▸ Text segment
■ ■ ■ ■

When people say, “My heart says yes, but my mind says no,” they’re not being poetic. It might seem like they are using a metaphor, but the truth isn’t so clean. It’s messier and far more fascinating. There’s a reason we say heartbreak when love fails – not mating misfire, dopamine defeat, hippocampal hangover, or cortex crash.
Let’s say your heart wants to date someone, but your mind says you really should focus on work. Your heart wants what it wants, right? It’s more like the heart doesn’t want anything; it bullies the brain into wanting something, and it might be something neither expects.
The Heart vs. The Mind
All thoughts come from the brain, manifested in the mind, but influenced by the heart. However, here, the heart is a metaphor for emotions and intuition.
This metaphor is particularly interesting because humans have something called embodied cognition. It states that all of our cognition is essentially emerging from extremely basic building blocks that are tied to how the body moves and interacts with the world. Bit by bit, our physical experience of moving, falling, seeing forests and rocks, touching people, etc., creates mental components of those experiences, and the interaction of those components creates thoughts.
Thinking is a bodily experience, not just a mental experience
To understand the relationship between the heart and the mind, we have to first look at this larger context of “Cognition“. In most cases, cognition refers to thoughts and thinking mechanics. In technical cases, cognition refers to attention, memory, sensation, perception, and internal mental phenomena. Now, take this technical perspective and make it relevant by giving it human experience as a context. That brings us to this incredibly fascinating approach to the mind called the 4E theory[1], which was published after cognitive psychologists, philosophers, and many other allied researchers reached a consensus on how we should look at the mind.
- Cognition is Embedded: Cognition is meaningful when the external environment is involved. E.g., thinking of cooking is cognitively easy when we have ingredients in front of us instead of imagining the ingredients. Involves culture, society, and the environment.
- Cognition is Embodied: Cognition is not limited to the brain, it exists across the body. And bodily changes alter cognition. E.g., Dancing well alters spatial reasoning. Involves the body.
- Cognition is Enacted: It’s a meaning-making process that interprets information from the senses and internally generated thoughts. E.g., our brain doesn’t receive an image of our food on the table. We interpret an interaction with food using our senses and movement.
- Cognition is Extended: It is directly associated with the tools we use. E.g., a calculator helps us think and reason. Involves tools we create, tools we naturally find, and other people.
The advantage of the 4E theory of Cognition is that it is no longer theoretical; it applies to all aspects of life – relationships, product development, conversations, education, daily interactions, computer use, etc.

■ ■ ■ ■

▸ Set exercise 1
Answer these questions about the text on the heart and the mind:
(a) According to the text, what does the heart stand for as a metaphor?
(b) What does the text say dancing well alters?
(c) What tool does the text give as an example of extended cognition?

Object pointing dataset rows
■ ■ ■ ■

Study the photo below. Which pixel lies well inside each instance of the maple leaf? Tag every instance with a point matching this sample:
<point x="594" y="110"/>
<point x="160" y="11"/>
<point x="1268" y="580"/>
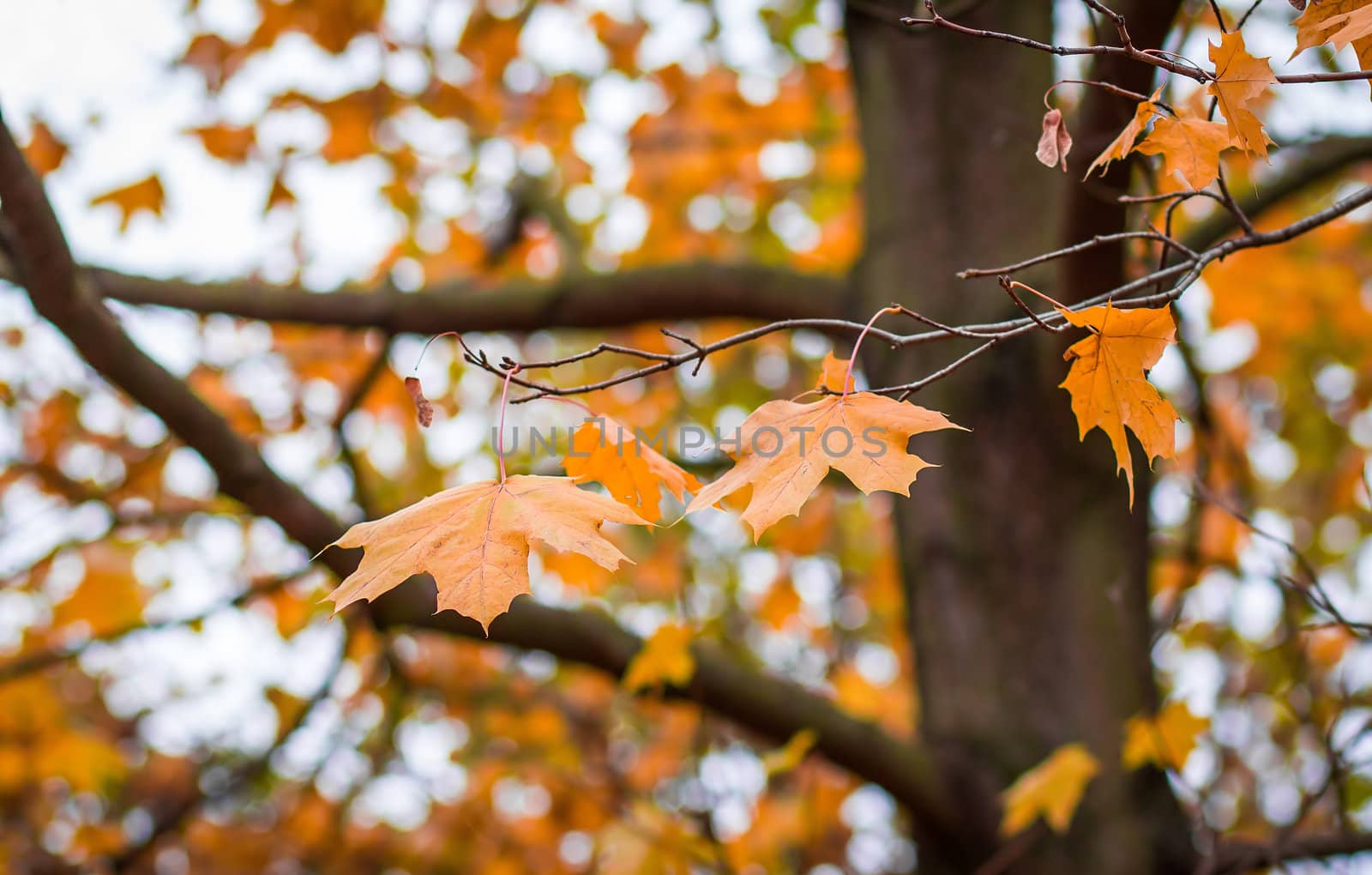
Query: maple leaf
<point x="1108" y="384"/>
<point x="1050" y="790"/>
<point x="144" y="195"/>
<point x="1321" y="22"/>
<point x="665" y="660"/>
<point x="45" y="151"/>
<point x="1190" y="147"/>
<point x="605" y="451"/>
<point x="1241" y="78"/>
<point x="475" y="540"/>
<point x="423" y="407"/>
<point x="1122" y="146"/>
<point x="1165" y="739"/>
<point x="785" y="449"/>
<point x="226" y="143"/>
<point x="1351" y="27"/>
<point x="833" y="371"/>
<point x="1056" y="142"/>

■ ■ ■ ■

▸ Set exercise 2
List every line of the records that contains the word "leaf". Case counts.

▸ Correct output 1
(a) Emotions and intuition.
(b) Spatial reasoning.
(c) A calculator.

▸ Correct output 2
Study the photo below. Which pixel lies well inside each instance of the maple leaf? Tag every instance with a point matching this sample:
Query: maple leaf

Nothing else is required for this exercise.